The economy of design automation
The examples shown so far are all related to design and fabrication of robotic systems,
but the principles described here are applicable in many other domains. Is there a way to
know a priori where these methods will be successful? Several decades of experience
have shown that there are a number of conditions that suggest such problem domains.

Known physics.
Most evolutionary systems use some form of simulation to
determine the consequence of various design choices. Evolutionary algorithms are
fruitful when the physics are understood well enough that simulations are
predictive, there is no question about the underlying physical phenomena, and that
simulation can be carried out in reasonable time.

Well-defined search space.
The basic ‘atomic’ building blocks comprising
potential solutions are known, and it is clear how they are allowed to fit together.
These two aspects define a search space in which the evolutionary algorithm can
operate. Knowing the building blocks and interfaces does not imply knowing the
solution. It is important to realize that ‘building blocks’ are not necessarily
discrete components – they can be features of a solution, or partial solutions.

Little formal design knowledge.
Evolutionary algorithms are ‘knowledge sparse’;
they essentially generate knowledge through search. They are thus able to work in
the absence of formal knowledge in the problem domain. Given enough time and
resources, one may be able to design a specialized algorithm that takes advantage
of specific domain knowledge and outperforms an evolutionary algorithm, but
often this is time consuming, costly, and too difficult.

An approximate solution will suffice.
Evolutionary algorithms do not provide
guarantees on the solution optimality, and do not necessarily find the optimal
solution. But in many practical problem domains we do not require strict
optimality; a solution is good enough if it is better than the competition.
Computer scientists often compare algorithms on the basis of their computational
efficiency – how fast can the algorithm solve a problem. But a second factor affecting the
usefulness of algorithms is their economy: How many resources do you need to invest in
designing and implementing an algorithm before it can produce useful results. Evaluating
algorithms based on performance alone is equivalent to pricing products without
amortizing their development costs. As the cost of development labor increases and the
cost of computing power decreases, we begin to favor algorithms that are easy to
implement and require little formal knowledge in the problem domain, even if they are
computationally less efficient. These trends are becoming more pronounced as we
venture into new scientific and engineering domains where human intuition is poor.
────────────────────
Reproduce the passage of the design automation excerpt that opens with the words containing "These two aspects" and closes with "formal design knowledge.". The material that comes next is separate from the design automation excerpt.
────────────────────
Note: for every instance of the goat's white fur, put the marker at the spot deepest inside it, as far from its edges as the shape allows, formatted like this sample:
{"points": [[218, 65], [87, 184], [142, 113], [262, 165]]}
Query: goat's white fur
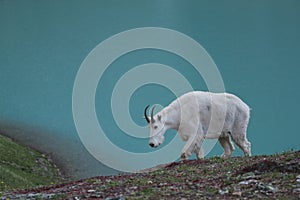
{"points": [[204, 115]]}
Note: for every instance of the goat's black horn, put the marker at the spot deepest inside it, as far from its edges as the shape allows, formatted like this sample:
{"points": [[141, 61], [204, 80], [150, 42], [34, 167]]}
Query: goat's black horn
{"points": [[145, 113], [152, 119]]}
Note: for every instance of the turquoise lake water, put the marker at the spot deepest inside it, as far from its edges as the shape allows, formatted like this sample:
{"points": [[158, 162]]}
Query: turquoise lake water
{"points": [[255, 45]]}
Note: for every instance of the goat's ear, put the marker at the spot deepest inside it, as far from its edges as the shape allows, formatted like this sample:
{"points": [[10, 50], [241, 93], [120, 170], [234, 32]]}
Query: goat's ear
{"points": [[159, 117]]}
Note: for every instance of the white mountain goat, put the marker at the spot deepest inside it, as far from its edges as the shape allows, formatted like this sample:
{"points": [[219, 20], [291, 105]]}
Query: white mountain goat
{"points": [[203, 115]]}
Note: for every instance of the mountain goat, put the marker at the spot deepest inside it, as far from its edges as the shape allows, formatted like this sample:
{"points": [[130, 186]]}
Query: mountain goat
{"points": [[201, 115]]}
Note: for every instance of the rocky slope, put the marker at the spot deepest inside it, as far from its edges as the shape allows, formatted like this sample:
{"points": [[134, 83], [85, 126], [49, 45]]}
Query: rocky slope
{"points": [[257, 177]]}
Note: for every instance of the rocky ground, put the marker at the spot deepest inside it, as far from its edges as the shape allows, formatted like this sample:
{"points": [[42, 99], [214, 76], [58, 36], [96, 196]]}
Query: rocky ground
{"points": [[257, 177]]}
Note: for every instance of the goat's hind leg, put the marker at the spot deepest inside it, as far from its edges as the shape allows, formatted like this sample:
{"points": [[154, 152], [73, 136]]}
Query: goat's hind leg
{"points": [[227, 146]]}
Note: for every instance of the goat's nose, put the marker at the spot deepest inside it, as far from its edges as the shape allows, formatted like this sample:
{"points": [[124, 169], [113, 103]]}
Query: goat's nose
{"points": [[151, 145]]}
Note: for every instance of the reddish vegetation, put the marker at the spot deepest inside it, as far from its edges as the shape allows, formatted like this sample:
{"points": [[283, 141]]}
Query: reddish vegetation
────────────────────
ANSWER TO THIS TASK:
These two aspects define a search space in which the evolutionary algorithm can
operate. Knowing the building blocks and interfaces does not imply knowing the
solution. It is important to realize that ‘building blocks’ are not necessarily
discrete components – they can be features of a solution, or partial solutions.

Little formal design knowledge.